SHORT TASK: Output every line of the listing below as a numbered list, skipping blank lines and leaving out the pictures.

━━━━━ PROVIDED RECORDS

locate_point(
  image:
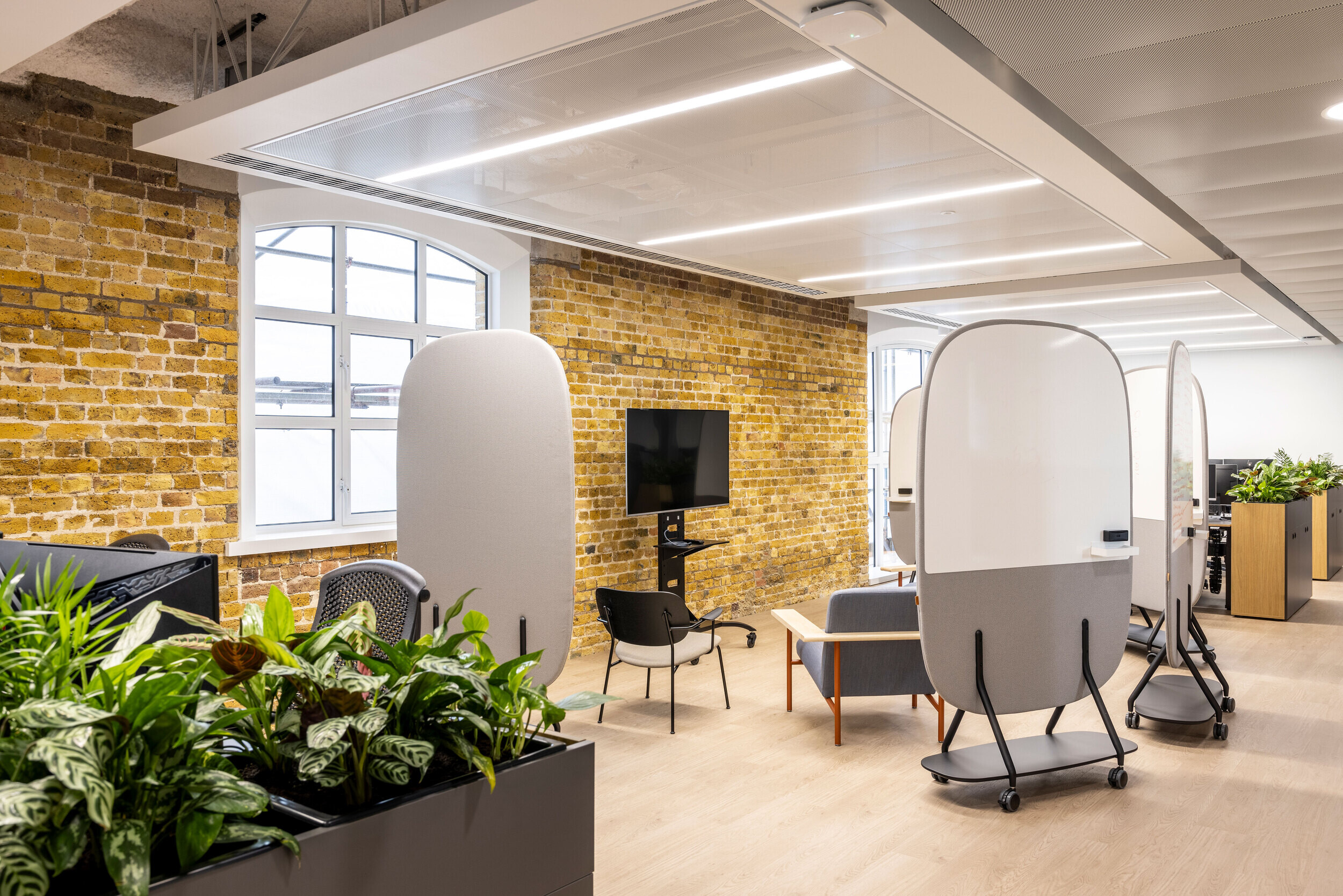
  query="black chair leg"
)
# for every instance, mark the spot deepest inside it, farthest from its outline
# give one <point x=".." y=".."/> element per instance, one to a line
<point x="610" y="653"/>
<point x="724" y="674"/>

━━━━━━━━━━

FULL OUTPUT:
1. locate_point(
2.   image:
3.   query="black chair leg"
4. )
5. # for every instance, mark the spot deepest inside it, farthest from its outline
6. # give one <point x=".." y=".."/> element per instance, one to a line
7. <point x="610" y="653"/>
8. <point x="724" y="674"/>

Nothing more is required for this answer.